● **Exercise goal**
Arrange the lines below as a JSON list of strings, one string per line, starting at the line containing "sky --coords pixels" and ending at the line containing "M3 108L0 206L60". Omit blank lines.

● **Material shown**
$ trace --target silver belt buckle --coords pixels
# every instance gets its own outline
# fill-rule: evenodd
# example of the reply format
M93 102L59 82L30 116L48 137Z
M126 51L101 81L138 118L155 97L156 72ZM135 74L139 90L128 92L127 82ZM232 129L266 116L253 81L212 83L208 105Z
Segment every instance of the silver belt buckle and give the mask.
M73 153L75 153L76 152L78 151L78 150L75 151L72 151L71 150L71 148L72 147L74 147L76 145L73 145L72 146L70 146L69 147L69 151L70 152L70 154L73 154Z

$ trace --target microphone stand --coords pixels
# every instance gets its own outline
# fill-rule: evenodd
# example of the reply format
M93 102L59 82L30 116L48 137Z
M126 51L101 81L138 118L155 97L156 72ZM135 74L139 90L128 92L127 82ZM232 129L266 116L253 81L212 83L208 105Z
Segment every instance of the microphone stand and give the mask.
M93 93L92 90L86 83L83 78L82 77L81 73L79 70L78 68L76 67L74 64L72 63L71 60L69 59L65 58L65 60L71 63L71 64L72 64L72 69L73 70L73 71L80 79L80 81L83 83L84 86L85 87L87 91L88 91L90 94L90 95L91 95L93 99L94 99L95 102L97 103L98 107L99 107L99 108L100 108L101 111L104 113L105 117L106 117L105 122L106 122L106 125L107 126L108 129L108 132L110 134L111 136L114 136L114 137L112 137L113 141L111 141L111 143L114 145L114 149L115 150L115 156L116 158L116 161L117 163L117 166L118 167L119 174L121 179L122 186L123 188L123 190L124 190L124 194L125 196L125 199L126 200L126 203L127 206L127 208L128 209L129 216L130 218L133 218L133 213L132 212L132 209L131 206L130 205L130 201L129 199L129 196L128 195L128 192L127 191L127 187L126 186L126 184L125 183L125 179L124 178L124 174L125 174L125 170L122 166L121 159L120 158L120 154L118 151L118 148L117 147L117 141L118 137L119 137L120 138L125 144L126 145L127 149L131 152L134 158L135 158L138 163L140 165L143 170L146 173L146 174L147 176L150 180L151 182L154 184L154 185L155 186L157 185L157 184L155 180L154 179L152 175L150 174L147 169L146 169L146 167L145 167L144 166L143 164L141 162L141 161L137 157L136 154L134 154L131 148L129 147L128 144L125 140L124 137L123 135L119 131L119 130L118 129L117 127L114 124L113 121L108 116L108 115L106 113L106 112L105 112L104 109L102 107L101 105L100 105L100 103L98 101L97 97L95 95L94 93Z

* * *

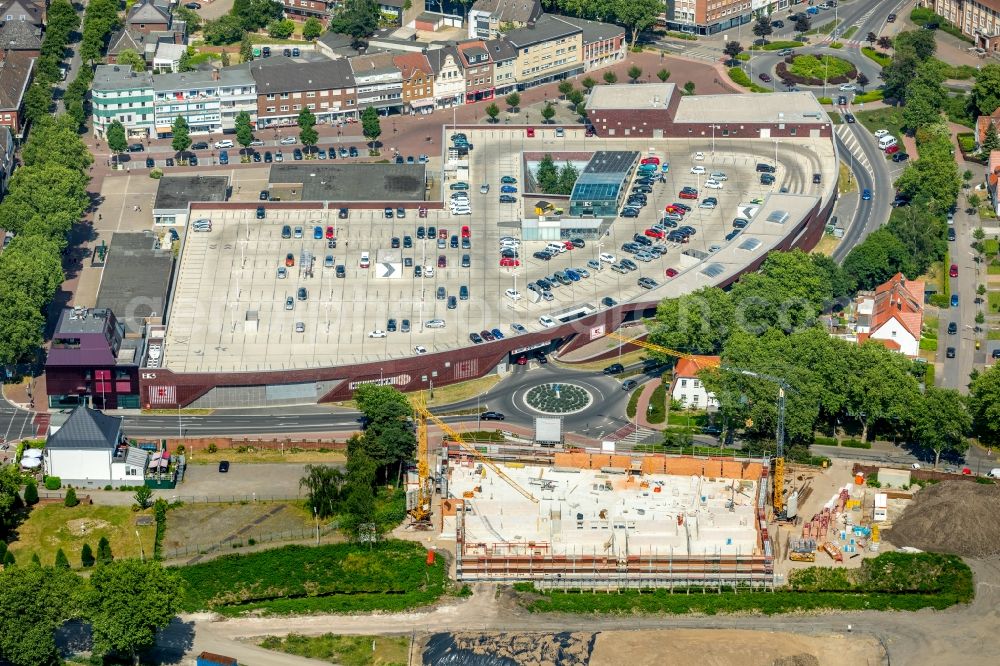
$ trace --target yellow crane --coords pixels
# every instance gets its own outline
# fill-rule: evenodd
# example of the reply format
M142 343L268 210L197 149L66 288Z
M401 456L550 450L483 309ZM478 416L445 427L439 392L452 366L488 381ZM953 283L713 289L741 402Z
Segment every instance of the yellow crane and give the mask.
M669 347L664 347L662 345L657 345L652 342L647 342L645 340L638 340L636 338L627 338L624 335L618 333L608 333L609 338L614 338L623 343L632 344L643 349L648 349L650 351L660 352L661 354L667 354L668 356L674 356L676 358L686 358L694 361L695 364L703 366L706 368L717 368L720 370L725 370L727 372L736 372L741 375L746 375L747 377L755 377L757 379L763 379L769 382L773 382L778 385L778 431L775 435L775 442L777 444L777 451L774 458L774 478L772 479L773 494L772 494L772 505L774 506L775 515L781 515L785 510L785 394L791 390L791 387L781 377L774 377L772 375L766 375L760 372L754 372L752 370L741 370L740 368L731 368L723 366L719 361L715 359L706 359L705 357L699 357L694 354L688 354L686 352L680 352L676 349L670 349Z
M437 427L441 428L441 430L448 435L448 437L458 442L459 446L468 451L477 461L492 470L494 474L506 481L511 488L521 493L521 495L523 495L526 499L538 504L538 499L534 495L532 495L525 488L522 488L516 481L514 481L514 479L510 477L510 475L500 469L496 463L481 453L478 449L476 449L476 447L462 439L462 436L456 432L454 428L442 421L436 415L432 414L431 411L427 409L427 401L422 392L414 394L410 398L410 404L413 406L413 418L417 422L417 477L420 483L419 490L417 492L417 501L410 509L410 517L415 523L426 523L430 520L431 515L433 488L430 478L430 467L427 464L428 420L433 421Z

...

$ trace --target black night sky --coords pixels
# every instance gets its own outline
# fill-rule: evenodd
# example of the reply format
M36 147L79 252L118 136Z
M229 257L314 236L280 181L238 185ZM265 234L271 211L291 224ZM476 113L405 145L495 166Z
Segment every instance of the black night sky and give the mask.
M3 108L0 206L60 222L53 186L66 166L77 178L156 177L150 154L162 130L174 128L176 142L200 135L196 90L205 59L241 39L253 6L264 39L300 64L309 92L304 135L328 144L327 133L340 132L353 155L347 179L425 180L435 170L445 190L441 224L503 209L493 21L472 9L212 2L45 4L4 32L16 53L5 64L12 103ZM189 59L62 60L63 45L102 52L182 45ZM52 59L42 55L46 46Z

● **The result**
[
  "$ trace --target black night sky --coords pixels",
  "# every instance gets its own outline",
  "# fill-rule: evenodd",
  "# example of the reply format",
  "M36 147L79 252L118 136Z",
  "M229 257L314 236L280 181L238 185ZM265 234L271 211L291 224ZM476 113L405 145L495 166Z",
  "Segment every instance of the black night sky and give the mask.",
  "M3 108L0 206L60 222L53 186L66 166L77 178L156 177L150 154L162 130L174 128L176 142L200 135L196 90L205 59L241 39L253 6L264 39L300 64L309 92L304 135L328 144L327 133L340 132L353 155L347 179L425 180L435 170L445 190L441 224L503 209L493 21L472 9L212 2L45 4L4 32L16 53L5 64L12 103ZM189 59L62 60L63 45L102 52L182 45ZM52 59L42 55L46 46Z"
]